Gather every line of the listing below that contains the word "distant", and copy each one out in full.

### SUPPLIED ENTRIES
** begin **

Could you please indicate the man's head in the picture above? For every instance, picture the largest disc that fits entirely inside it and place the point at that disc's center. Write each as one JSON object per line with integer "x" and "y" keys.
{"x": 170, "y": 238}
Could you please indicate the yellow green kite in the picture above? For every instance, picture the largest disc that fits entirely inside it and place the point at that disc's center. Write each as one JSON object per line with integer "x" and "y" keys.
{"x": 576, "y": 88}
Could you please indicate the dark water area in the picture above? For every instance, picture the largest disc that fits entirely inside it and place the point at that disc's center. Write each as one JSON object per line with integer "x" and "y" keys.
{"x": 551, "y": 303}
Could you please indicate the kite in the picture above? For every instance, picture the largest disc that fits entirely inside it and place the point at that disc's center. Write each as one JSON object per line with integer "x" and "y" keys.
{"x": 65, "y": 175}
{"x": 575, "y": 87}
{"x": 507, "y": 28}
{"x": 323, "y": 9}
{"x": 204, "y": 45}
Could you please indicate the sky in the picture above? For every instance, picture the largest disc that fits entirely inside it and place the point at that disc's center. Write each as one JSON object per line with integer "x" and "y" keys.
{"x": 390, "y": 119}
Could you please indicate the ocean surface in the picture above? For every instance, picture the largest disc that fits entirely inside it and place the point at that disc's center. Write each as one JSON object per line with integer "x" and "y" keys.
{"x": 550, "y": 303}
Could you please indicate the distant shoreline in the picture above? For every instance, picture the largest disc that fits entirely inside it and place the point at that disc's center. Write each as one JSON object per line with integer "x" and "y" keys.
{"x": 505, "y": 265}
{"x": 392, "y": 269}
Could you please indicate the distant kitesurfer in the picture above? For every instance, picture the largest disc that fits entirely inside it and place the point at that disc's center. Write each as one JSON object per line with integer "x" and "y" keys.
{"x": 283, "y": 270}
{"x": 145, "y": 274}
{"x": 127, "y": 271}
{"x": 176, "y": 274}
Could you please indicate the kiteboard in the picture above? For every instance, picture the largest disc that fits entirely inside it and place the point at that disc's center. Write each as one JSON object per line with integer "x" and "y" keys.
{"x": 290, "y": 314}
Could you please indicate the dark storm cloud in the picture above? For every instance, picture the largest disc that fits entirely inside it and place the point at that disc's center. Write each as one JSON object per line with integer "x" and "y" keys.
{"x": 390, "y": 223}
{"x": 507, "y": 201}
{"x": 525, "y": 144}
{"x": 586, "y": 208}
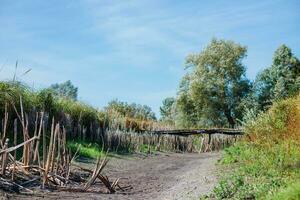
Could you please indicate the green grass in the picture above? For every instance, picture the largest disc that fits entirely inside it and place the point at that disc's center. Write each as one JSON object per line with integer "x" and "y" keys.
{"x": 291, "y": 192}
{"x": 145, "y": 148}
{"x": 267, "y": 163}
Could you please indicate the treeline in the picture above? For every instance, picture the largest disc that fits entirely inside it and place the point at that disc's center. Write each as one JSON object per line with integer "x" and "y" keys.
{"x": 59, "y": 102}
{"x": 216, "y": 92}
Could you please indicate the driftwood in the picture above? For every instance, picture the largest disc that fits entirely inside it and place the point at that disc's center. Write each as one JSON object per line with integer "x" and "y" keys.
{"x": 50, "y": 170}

** end **
** begin **

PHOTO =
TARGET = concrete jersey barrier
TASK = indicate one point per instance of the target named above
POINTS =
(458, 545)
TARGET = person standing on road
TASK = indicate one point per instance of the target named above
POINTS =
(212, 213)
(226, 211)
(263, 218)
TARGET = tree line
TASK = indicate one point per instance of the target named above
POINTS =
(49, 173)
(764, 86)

** end **

### ANSWER TO THIS TASK
Could you please indicate the distant shoreline in the picture above? For every instance, picture the largest disc that fits entirely inside it and place the point at that disc's center. Write each as one JSON object per line with integer "x" and "y" keys.
Could you please indicate the distant kitesurfer in the picture above? For every instance, picture the largest disc that fits entirely inside it and place the point at that disc's center. Write each as one JSON object per line with integer "x" and "y" keys.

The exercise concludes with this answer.